The daily ebb and flow of peripapillary and macular vessel density (VD) may not be directly linked to changes in intraocular pressure (IOP), according to a new study.1

Researchers enrolled 37 patients with open-angle glaucoma in this prospective, observational cross-sectional study. They performed optical coherence tomographic angiography imaging and IOP measurements at 08:00, 11:00, 14:00 and 16:00 time-points on a single day. At each session, two scan protocols were used to generate three-dimensional en face OCT angiograms: a 4.5mm-by-4.5mm scan centered on the optic nerve head and 6mm-by-6mm scan centered on the fovea. For each scan mode, the researchers calculated the radial peripapillary capillary segment, composed of the retinal nerve fiber layer and ganglion cell layer vasculature.

> **LISTED RECORDS**

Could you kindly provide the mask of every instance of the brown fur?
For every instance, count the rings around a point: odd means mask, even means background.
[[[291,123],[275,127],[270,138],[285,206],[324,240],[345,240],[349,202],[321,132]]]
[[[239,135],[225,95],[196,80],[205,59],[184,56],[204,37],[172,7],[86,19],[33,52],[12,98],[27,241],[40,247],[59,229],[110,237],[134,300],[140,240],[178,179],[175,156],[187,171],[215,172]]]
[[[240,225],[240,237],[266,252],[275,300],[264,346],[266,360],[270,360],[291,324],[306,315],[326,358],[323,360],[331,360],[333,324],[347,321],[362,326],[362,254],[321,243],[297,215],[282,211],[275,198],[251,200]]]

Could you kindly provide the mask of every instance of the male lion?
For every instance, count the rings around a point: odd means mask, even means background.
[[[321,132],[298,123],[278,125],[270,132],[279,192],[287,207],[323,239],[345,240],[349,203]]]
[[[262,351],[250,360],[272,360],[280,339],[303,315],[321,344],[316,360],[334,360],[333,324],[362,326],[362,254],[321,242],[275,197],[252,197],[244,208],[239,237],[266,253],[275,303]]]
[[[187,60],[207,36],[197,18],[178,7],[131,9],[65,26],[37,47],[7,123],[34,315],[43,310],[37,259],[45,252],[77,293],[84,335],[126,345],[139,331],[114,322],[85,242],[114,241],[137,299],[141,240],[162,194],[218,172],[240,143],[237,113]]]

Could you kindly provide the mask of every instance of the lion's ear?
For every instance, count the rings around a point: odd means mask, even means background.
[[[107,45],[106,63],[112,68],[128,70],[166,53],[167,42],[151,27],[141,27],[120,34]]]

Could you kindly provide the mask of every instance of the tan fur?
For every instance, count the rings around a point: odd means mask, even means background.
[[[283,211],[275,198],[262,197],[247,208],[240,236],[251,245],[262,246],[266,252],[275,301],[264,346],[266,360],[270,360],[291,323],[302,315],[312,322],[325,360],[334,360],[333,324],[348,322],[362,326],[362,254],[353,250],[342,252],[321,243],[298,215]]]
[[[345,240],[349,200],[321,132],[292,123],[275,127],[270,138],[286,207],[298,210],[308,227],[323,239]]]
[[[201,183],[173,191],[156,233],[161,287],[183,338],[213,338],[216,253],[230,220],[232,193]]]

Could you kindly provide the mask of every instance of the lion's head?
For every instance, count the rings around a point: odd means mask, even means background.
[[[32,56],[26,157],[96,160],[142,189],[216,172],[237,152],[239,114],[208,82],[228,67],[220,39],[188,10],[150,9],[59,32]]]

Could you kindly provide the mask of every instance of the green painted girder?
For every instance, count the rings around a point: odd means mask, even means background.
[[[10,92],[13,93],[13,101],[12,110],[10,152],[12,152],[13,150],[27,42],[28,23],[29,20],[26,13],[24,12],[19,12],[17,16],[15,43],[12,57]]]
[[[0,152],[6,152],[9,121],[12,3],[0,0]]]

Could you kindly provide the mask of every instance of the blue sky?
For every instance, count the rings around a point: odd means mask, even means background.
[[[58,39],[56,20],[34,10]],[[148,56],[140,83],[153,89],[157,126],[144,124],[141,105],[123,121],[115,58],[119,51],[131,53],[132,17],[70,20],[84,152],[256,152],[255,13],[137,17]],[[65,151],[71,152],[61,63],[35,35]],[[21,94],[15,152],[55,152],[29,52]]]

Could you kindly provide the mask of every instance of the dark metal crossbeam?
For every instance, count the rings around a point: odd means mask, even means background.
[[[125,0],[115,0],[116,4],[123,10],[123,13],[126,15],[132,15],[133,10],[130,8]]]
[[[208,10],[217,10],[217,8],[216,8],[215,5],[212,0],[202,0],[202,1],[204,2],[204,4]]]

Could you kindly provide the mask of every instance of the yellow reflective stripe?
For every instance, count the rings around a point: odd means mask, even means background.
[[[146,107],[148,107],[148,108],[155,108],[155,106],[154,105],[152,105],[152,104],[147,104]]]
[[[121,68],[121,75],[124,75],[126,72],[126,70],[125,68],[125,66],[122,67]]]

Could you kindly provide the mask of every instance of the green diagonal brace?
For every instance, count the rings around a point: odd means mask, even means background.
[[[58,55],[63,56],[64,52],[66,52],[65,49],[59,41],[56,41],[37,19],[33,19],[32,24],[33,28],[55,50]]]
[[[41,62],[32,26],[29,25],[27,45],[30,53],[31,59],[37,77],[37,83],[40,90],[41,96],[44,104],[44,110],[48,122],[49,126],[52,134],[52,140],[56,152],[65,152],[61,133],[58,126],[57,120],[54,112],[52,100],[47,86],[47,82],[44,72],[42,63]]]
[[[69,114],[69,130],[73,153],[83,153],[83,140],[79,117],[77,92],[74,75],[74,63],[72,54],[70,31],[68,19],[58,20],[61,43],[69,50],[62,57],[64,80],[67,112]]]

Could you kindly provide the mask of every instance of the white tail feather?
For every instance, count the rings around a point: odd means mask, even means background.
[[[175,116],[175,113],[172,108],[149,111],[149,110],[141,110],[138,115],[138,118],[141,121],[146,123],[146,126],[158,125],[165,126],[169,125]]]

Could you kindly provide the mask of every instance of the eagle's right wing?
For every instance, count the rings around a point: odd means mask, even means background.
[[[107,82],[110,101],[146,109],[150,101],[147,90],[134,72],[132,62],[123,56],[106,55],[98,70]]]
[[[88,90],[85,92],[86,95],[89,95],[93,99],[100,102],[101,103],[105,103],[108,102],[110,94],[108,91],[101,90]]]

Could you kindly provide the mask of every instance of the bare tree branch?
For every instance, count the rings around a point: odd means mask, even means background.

...

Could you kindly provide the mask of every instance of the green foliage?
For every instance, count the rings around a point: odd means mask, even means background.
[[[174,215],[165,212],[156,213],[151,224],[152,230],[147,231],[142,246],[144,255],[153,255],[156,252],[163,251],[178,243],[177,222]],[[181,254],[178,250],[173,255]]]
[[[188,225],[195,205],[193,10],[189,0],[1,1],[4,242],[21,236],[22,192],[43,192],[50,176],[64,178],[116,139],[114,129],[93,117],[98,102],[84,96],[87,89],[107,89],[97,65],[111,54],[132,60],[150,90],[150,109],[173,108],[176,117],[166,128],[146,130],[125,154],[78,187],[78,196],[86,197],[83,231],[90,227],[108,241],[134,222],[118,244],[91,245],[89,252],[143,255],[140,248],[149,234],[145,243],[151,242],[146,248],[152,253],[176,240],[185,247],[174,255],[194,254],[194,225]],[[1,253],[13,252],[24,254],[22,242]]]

> **WHAT YOU WILL DO**
(1) How many patients with open-angle glaucoma did the researchers enroll, according to the article on vessel density in glaucoma?
(2) In the article on vessel density in glaucoma, at which times of day were the imaging and IOP measurements taken? List all of them.
(3) Carry on the article on vessel density in glaucoma from its last sentence.

> **TASK-BY-TASK ANSWERS**
(1) 37 patients.

(2) 08:00, 11:00, 14:00 and 16:00.

(3)
Researchers found the optic nerve head and peripapillary VD measurements at 14:00 and 16:00 time-points were greater than the measurements at 08:00 and 11:00. The 14:00 and 16:00 VD measurements were statistically significantly greater (p<0.05) than the 08:00 measurements for the whole en face, inside disc and average peripapillary VDs. The macular VD measurements at the 14:00 time-point were greater than the measurements at 08:00 and 11:00 time-points.

Investigators also reported diurnal changes were small and clinically insignificant.

1. Mansouri I, Rao HL, Hoskens K, et al. Diurnal variations of peripapillary and macular vessel density in glaucomatous eyes using optical coherence tomography angiography. J Glaucoma. 2018 Apr;27(4):336-41.